PROMPT - Reproduce the data below without any change, starting at its first line and ending at the line containing "pixel 788 514".

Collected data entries
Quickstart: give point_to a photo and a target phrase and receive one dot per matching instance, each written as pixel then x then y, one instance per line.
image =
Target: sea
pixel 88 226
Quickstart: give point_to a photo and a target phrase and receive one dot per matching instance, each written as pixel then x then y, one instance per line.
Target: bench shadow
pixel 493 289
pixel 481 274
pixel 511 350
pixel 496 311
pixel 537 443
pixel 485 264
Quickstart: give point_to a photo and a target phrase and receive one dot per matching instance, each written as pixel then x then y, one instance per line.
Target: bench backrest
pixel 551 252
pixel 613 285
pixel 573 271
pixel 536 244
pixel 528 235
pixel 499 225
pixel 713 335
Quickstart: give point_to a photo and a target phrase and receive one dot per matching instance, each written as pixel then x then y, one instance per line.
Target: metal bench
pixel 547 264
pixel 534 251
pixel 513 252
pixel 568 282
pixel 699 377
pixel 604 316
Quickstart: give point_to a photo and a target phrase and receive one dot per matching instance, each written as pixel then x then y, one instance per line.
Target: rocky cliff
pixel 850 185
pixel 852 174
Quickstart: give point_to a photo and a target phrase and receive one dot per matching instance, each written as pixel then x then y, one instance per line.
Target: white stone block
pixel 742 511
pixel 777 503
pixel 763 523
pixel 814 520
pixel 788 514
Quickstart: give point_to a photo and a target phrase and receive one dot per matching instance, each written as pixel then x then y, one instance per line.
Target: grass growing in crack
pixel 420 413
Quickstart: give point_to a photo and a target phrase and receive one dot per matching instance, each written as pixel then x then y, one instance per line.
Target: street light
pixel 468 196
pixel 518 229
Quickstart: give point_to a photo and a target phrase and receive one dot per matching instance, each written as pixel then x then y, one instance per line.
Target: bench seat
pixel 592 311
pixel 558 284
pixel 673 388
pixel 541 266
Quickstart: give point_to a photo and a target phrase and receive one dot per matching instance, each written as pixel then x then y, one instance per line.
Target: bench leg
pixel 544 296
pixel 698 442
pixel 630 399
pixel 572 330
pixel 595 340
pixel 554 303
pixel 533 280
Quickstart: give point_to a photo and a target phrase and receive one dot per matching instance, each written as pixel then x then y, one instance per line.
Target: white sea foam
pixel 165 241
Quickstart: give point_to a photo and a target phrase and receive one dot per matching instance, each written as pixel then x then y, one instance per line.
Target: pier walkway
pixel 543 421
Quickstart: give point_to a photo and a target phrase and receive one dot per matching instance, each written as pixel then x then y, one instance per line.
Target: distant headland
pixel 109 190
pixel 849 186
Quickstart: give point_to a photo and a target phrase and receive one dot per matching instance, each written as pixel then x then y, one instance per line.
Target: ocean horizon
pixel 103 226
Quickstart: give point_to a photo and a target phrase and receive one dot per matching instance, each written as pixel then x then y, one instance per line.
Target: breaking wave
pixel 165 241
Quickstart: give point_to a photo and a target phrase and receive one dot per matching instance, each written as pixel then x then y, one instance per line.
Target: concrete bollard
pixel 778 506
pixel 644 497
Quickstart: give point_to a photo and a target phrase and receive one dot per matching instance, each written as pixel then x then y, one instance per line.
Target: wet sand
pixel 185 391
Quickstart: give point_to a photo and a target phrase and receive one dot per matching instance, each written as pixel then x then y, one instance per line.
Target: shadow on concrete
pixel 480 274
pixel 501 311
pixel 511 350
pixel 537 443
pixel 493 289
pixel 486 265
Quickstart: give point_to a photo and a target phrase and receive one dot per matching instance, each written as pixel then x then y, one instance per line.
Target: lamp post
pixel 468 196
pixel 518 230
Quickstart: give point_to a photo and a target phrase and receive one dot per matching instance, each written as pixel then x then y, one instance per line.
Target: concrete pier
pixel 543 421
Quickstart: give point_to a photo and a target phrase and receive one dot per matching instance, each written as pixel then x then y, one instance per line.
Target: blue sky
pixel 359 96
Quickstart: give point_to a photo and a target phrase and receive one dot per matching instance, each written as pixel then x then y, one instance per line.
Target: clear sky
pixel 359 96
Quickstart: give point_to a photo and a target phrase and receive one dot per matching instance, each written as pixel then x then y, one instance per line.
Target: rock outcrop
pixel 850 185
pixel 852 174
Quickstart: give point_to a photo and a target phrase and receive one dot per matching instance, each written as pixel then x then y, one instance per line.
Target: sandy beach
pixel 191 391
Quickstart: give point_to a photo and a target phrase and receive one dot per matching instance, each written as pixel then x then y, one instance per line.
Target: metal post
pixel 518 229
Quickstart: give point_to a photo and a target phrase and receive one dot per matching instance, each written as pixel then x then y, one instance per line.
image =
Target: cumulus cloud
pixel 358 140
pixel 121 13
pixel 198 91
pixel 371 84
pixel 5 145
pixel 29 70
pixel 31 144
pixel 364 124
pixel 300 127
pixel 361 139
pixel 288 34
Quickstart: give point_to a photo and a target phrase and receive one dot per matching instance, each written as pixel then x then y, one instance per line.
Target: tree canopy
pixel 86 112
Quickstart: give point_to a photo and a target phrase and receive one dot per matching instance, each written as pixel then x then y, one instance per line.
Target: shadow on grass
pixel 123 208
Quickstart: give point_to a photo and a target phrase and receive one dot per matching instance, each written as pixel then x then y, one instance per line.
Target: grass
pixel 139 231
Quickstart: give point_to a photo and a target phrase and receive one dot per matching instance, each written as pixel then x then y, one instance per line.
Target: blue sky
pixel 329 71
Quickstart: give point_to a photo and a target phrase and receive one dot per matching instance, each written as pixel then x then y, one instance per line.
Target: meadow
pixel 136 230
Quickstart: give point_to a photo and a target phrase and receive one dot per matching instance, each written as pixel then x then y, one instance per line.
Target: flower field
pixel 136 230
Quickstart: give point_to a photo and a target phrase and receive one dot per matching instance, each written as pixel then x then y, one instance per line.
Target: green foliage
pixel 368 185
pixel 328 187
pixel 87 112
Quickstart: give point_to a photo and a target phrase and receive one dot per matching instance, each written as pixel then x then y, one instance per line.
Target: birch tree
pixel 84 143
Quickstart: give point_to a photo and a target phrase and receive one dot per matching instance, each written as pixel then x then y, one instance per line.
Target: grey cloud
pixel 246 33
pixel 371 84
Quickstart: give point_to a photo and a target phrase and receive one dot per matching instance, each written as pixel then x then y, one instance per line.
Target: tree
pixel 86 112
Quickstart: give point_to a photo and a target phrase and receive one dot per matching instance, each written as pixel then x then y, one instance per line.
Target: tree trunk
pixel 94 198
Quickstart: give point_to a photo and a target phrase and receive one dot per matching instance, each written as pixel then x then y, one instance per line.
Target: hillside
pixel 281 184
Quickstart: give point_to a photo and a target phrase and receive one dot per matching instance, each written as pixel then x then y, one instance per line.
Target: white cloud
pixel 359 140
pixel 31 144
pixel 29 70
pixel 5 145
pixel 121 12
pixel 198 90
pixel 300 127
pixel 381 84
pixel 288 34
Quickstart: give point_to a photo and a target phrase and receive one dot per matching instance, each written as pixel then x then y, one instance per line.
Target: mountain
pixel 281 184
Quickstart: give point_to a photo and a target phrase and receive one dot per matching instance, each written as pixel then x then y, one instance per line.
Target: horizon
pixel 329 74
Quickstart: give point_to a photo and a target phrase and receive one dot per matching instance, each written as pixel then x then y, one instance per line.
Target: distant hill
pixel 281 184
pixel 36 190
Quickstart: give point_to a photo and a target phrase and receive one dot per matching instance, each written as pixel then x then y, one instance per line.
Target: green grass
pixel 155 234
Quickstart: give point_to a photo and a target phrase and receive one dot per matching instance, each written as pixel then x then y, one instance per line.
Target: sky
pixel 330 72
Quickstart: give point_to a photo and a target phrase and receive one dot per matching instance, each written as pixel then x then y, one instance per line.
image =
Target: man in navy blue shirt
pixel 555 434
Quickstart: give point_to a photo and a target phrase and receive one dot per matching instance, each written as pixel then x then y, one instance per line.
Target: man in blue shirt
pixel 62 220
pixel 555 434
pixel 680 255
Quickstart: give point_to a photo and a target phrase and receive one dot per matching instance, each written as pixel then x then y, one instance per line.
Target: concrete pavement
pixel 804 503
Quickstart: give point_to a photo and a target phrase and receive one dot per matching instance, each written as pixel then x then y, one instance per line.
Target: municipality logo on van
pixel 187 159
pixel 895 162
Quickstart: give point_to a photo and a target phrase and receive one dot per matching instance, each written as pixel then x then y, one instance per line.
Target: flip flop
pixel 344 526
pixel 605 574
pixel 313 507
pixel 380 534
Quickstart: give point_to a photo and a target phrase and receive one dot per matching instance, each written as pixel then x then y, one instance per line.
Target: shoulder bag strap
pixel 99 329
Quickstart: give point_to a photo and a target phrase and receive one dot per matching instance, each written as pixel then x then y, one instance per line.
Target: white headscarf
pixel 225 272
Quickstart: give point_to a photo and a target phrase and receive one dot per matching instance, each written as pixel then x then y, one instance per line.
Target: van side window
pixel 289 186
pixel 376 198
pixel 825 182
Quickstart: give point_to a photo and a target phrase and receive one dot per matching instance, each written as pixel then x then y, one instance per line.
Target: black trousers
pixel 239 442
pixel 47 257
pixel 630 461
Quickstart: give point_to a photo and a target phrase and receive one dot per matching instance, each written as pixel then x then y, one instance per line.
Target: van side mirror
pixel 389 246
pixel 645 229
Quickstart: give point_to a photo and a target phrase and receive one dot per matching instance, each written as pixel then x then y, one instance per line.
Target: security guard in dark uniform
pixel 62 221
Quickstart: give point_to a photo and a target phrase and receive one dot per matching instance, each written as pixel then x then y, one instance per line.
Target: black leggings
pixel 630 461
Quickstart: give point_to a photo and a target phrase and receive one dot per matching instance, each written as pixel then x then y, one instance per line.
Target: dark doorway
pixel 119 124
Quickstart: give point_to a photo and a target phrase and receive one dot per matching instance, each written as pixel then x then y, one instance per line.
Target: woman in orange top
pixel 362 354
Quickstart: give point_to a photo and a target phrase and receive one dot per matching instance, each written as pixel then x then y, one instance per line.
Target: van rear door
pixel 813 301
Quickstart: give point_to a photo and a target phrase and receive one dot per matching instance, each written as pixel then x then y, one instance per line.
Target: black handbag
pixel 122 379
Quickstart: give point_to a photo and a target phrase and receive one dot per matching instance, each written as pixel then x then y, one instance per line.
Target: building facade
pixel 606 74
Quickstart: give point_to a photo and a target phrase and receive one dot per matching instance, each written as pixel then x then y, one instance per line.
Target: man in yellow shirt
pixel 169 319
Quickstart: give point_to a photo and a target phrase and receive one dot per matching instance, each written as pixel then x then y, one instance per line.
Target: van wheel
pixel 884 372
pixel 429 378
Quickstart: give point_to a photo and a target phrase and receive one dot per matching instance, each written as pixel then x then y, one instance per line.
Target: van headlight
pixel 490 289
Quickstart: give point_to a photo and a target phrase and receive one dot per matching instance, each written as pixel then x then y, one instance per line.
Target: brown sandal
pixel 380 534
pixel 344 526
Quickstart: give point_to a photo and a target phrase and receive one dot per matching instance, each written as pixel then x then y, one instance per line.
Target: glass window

SOLVED PROBLEM -
Quickstart: give point_to a photo and a target phrase and receive one dot per matching instance, each written as pixel then x then y, one instance per line.
image =
Target: sea
pixel 88 226
Quickstart: give point_to a photo and a target phrase and receive one dot per matching instance, each written as pixel then x then y, one instance per line.
Target: bench shadow
pixel 493 289
pixel 481 274
pixel 511 350
pixel 496 311
pixel 537 443
pixel 485 264
Quickstart: give point_to a photo and a target phrase and receive one dot per matching instance, each written as pixel then x then y, one instance per line.
Target: bench backrest
pixel 551 252
pixel 613 285
pixel 573 271
pixel 536 244
pixel 528 235
pixel 499 225
pixel 713 335
Quickstart: give point_to a photo and a target phrase and receive one dot per matching instance, each written as pixel then x then y, one instance per line.
Target: metal bench
pixel 547 264
pixel 534 251
pixel 513 252
pixel 568 282
pixel 699 377
pixel 604 316
Quickstart: give point_to a photo and a target phrase and receive one dot per matching instance, each written as pixel then x then y, one instance per line.
Target: rocky cliff
pixel 850 185
pixel 852 174
Quickstart: give point_to a photo and a target phrase and receive one dot per matching instance, each written as pixel then x then y, one instance per line.
Target: white stone block
pixel 742 511
pixel 777 503
pixel 763 523
pixel 814 520
pixel 788 514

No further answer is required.